**To do**.
Faithfully repeat each entry below, minus the pictures.

**Given data**.
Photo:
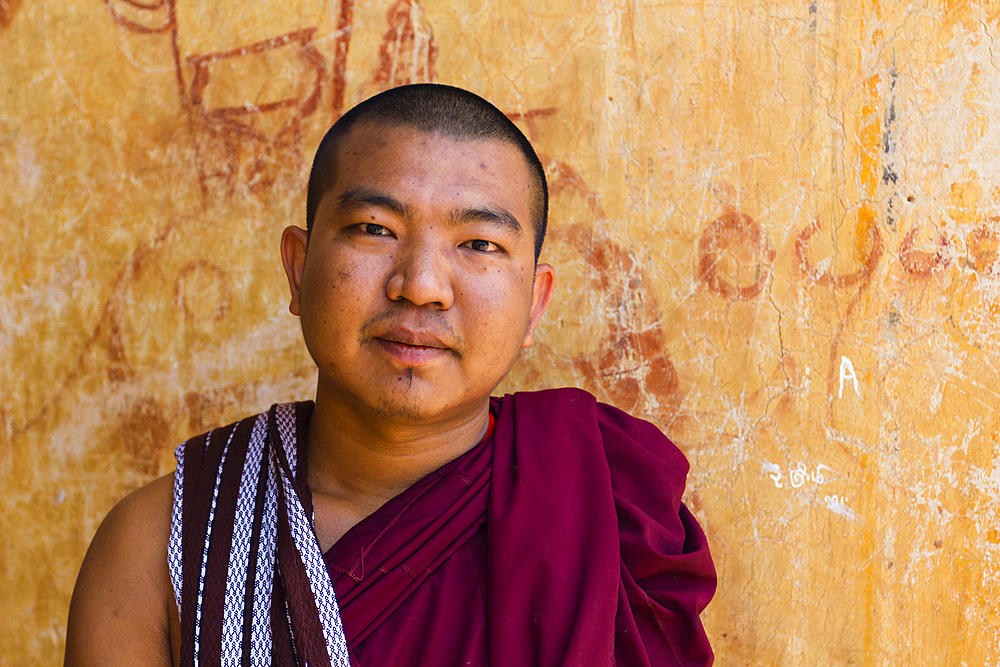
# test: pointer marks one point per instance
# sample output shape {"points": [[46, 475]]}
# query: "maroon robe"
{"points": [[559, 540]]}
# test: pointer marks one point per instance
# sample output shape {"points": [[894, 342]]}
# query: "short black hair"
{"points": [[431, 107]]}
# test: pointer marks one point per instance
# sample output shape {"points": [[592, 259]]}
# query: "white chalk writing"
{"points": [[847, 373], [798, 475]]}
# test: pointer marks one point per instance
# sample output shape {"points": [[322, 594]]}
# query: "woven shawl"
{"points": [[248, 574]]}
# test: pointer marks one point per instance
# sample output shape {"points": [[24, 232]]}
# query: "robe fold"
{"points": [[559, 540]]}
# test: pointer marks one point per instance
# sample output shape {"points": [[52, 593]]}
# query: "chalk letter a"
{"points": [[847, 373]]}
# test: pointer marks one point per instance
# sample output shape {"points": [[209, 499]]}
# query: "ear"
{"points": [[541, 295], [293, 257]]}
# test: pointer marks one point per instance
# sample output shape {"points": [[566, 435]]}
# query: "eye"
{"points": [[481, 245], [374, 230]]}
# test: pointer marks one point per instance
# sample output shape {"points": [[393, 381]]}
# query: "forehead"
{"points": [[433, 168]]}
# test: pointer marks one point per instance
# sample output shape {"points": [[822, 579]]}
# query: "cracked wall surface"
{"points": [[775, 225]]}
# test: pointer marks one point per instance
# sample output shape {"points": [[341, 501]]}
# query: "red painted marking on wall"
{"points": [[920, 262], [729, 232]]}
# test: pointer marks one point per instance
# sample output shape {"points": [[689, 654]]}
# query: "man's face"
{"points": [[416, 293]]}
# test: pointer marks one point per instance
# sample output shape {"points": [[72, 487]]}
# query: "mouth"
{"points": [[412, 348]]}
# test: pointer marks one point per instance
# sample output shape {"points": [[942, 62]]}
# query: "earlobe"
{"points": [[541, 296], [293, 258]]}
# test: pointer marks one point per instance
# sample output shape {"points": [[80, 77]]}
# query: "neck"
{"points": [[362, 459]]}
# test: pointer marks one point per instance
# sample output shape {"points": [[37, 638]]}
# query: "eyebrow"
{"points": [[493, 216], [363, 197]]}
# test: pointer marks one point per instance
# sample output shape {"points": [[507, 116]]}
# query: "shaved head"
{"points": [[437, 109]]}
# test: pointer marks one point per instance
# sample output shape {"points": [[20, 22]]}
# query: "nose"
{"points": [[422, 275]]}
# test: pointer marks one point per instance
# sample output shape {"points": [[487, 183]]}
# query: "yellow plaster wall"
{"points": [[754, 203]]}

**Your response**.
Photo:
# test: pointer marks one point per instance
# sample output shape {"points": [[46, 475]]}
# query: "maroon robe"
{"points": [[559, 540]]}
# test: pointer marks one point per instance
# sample output shape {"points": [[894, 342]]}
# query: "short black hair"
{"points": [[431, 107]]}
# test: pointer marks one point per instance
# sample output shape {"points": [[592, 259]]}
# query: "white chalk writing"
{"points": [[847, 373], [798, 475]]}
# test: pointer marks one point per instance
# sample output shape {"points": [[322, 594]]}
# query: "woven shawl"
{"points": [[248, 574]]}
# test: pointer marks one point per instance
# sample output shape {"points": [[24, 232]]}
# query: "robe fold"
{"points": [[559, 540]]}
# test: pointer marks one point per instance
# sample output shape {"points": [[52, 593]]}
# query: "chalk letter a"
{"points": [[847, 373]]}
# test: pointer marks one point per instance
# sample output shape {"points": [[209, 499]]}
# query: "ear"
{"points": [[541, 295], [293, 257]]}
# test: pointer marks one point per instance
# sample output shape {"points": [[566, 435]]}
# query: "eye"
{"points": [[481, 245], [374, 230]]}
# test: pointer marks one point per instance
# sample output shape {"points": [[393, 381]]}
# query: "forehead"
{"points": [[433, 168]]}
# test: pointer marks one point per instance
# sample output shape {"points": [[822, 579]]}
# query: "cracked wall surface"
{"points": [[775, 225]]}
# test: pointer marks one point per instance
# sample output shape {"points": [[341, 501]]}
# query: "red painted marking on wall"
{"points": [[920, 262], [729, 232]]}
# test: pointer marks one point per instance
# sample output shape {"points": [[689, 654]]}
# query: "man's face"
{"points": [[416, 293]]}
# test: pointer marks one point per instance
# sample output shape {"points": [[72, 487]]}
# query: "mouth"
{"points": [[412, 348]]}
# test: pointer marks one point per instance
# sample output shape {"points": [[942, 62]]}
# query: "earlobe"
{"points": [[541, 296], [293, 258]]}
# test: pointer marks one point per instance
# sample output shape {"points": [[80, 77]]}
# query: "neck"
{"points": [[362, 459]]}
# test: pointer marks one point per instance
# sample output shape {"points": [[37, 638]]}
# query: "eyebrow"
{"points": [[493, 216], [363, 197]]}
# test: pointer marks one point per instance
# sample output shape {"points": [[507, 116]]}
# query: "shaved head"
{"points": [[437, 109]]}
# test: pointer marks one point per instance
# sample output shape {"points": [[20, 22]]}
# query: "nose"
{"points": [[422, 275]]}
# test: pointer marks one point per instance
# sample output shape {"points": [[487, 183]]}
# query: "yellow plaster wall"
{"points": [[754, 203]]}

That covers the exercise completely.